• [What you should do]:
Can you rewrite the material below with "Segment" switched to "Trace" everywhere and nothing else changed?

** start **

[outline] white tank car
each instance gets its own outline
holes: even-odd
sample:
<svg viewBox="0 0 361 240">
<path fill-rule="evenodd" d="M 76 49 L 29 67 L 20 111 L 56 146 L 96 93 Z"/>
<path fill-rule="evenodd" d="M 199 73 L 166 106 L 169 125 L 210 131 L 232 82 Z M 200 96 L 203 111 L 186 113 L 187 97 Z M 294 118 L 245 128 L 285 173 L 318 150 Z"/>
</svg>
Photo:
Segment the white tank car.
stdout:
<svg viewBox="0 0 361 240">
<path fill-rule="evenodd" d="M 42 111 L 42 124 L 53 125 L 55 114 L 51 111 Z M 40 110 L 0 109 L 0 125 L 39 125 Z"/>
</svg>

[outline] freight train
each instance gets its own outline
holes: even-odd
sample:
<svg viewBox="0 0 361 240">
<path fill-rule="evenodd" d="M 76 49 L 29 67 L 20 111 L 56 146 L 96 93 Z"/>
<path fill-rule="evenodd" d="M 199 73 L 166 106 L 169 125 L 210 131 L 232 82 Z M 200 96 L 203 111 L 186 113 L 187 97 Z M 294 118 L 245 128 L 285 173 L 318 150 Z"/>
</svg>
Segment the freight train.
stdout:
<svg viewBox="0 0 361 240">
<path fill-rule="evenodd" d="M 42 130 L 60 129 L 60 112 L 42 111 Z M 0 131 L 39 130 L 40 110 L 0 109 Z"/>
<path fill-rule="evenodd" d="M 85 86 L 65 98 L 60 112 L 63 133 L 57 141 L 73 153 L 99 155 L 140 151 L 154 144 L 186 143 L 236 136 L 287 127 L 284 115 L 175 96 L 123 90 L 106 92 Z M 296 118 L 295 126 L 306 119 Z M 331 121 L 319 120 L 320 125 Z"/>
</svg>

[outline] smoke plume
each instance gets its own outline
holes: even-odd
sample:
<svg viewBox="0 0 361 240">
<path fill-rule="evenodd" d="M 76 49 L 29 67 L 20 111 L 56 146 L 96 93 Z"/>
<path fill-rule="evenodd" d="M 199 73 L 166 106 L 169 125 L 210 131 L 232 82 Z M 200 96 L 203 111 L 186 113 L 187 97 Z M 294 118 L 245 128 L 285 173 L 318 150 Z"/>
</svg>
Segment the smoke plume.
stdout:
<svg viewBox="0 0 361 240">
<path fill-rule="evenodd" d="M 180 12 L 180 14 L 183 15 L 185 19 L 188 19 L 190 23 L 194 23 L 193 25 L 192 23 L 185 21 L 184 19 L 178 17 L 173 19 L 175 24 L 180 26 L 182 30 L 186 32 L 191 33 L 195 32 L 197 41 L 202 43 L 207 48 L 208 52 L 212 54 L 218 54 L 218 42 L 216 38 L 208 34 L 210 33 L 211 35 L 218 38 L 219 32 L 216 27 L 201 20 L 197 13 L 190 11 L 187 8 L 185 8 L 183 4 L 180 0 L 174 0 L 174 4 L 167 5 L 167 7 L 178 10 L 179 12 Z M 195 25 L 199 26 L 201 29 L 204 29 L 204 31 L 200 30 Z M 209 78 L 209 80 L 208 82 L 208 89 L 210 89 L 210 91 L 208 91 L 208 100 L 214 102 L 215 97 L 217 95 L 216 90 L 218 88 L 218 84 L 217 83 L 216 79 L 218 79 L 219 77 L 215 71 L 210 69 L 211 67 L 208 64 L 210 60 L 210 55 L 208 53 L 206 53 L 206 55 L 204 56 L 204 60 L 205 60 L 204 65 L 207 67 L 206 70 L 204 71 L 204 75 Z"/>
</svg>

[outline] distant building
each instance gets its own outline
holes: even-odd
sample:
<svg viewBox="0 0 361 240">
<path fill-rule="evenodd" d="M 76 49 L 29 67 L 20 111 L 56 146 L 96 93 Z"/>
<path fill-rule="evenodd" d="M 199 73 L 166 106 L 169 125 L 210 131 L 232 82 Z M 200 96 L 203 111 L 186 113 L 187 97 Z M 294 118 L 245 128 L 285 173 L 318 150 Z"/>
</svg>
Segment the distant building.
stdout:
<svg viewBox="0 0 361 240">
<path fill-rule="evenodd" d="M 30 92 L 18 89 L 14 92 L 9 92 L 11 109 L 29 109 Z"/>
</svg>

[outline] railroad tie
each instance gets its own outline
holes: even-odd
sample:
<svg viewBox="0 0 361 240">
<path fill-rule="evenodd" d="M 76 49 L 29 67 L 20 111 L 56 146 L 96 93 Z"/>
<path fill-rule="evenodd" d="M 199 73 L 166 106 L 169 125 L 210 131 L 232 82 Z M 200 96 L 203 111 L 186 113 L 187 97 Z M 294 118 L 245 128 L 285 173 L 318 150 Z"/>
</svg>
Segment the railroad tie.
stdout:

** end **

• [Output for this task]:
[outline] white tank car
each instance gets its own outline
holes: even-odd
sample:
<svg viewBox="0 0 361 240">
<path fill-rule="evenodd" d="M 76 49 L 29 67 L 20 111 L 56 146 L 96 93 Z"/>
<path fill-rule="evenodd" d="M 199 73 L 166 106 L 169 125 L 210 131 L 232 82 Z M 200 96 L 203 111 L 186 113 L 187 97 Z M 294 118 L 245 128 L 285 173 L 318 150 Z"/>
</svg>
Photo:
Trace the white tank car.
stdout:
<svg viewBox="0 0 361 240">
<path fill-rule="evenodd" d="M 42 111 L 42 124 L 53 125 L 55 114 L 51 111 Z M 40 110 L 0 109 L 0 125 L 39 125 Z"/>
</svg>

[outline] freight train
each instance gets its own outline
holes: even-odd
sample:
<svg viewBox="0 0 361 240">
<path fill-rule="evenodd" d="M 76 49 L 29 67 L 20 111 L 56 146 L 96 93 Z"/>
<path fill-rule="evenodd" d="M 199 73 L 166 106 L 169 125 L 210 131 L 232 82 Z M 200 96 L 203 111 L 186 113 L 187 97 Z M 294 118 L 245 128 L 285 173 L 318 150 Z"/>
</svg>
Trace the freight train.
stdout:
<svg viewBox="0 0 361 240">
<path fill-rule="evenodd" d="M 42 130 L 60 129 L 60 112 L 42 111 Z M 0 131 L 39 130 L 40 110 L 0 109 Z"/>
<path fill-rule="evenodd" d="M 85 86 L 65 98 L 60 112 L 63 133 L 57 141 L 73 153 L 99 155 L 140 151 L 154 144 L 186 143 L 236 136 L 287 127 L 284 115 L 175 96 L 123 90 L 106 92 Z M 296 118 L 295 126 L 306 119 Z M 331 121 L 319 120 L 320 125 Z"/>
</svg>

[outline] smoke plume
each instance gets its own outline
holes: even-odd
sample:
<svg viewBox="0 0 361 240">
<path fill-rule="evenodd" d="M 76 49 L 29 67 L 20 111 L 56 146 L 96 93 Z"/>
<path fill-rule="evenodd" d="M 199 73 L 166 106 L 169 125 L 210 131 L 232 82 Z M 200 96 L 203 111 L 186 113 L 187 97 Z M 294 118 L 245 128 L 285 173 L 318 150 Z"/>
</svg>
Trace the smoke plume.
stdout:
<svg viewBox="0 0 361 240">
<path fill-rule="evenodd" d="M 180 12 L 180 14 L 183 15 L 185 19 L 188 19 L 190 23 L 194 23 L 193 25 L 192 23 L 185 21 L 184 19 L 178 17 L 173 19 L 175 24 L 180 26 L 182 30 L 186 32 L 191 33 L 195 32 L 197 41 L 202 43 L 207 48 L 208 52 L 212 54 L 218 54 L 218 42 L 216 38 L 208 34 L 210 33 L 211 35 L 218 38 L 219 32 L 216 27 L 201 20 L 197 13 L 190 11 L 187 8 L 185 8 L 183 4 L 180 0 L 174 0 L 174 4 L 167 5 L 167 7 L 178 10 L 179 12 Z M 195 25 L 199 26 L 201 29 L 204 29 L 204 31 L 200 30 Z M 209 78 L 209 80 L 208 82 L 208 89 L 210 89 L 210 91 L 208 91 L 208 100 L 214 102 L 215 97 L 217 95 L 216 90 L 218 88 L 218 84 L 217 83 L 216 79 L 218 79 L 219 77 L 215 71 L 210 69 L 211 67 L 208 64 L 210 60 L 210 55 L 208 53 L 206 53 L 206 55 L 204 56 L 204 60 L 205 60 L 204 65 L 207 67 L 206 70 L 204 71 L 204 75 Z"/>
</svg>

[outline] distant building
each instance gets its own outline
holes: even-odd
sample:
<svg viewBox="0 0 361 240">
<path fill-rule="evenodd" d="M 76 49 L 29 67 L 20 111 L 56 146 L 96 93 Z"/>
<path fill-rule="evenodd" d="M 199 73 L 166 106 L 169 125 L 210 131 L 232 82 Z M 200 96 L 203 111 L 186 113 L 187 97 Z M 294 118 L 245 128 L 285 173 L 318 150 Z"/>
</svg>
Trace the distant building.
stdout:
<svg viewBox="0 0 361 240">
<path fill-rule="evenodd" d="M 30 92 L 18 89 L 14 92 L 9 92 L 11 109 L 29 109 Z"/>
</svg>

[outline] railroad tie
each instance gets its own outline
holes: even-odd
sample:
<svg viewBox="0 0 361 240">
<path fill-rule="evenodd" d="M 76 49 L 29 67 L 20 111 L 56 146 L 96 93 Z"/>
<path fill-rule="evenodd" d="M 199 73 L 166 106 L 169 125 L 210 131 L 232 82 Z M 200 96 L 203 111 L 186 113 L 187 97 Z M 294 118 L 245 128 L 285 173 L 318 150 Z"/>
</svg>
Trace the railroad tie.
stdout:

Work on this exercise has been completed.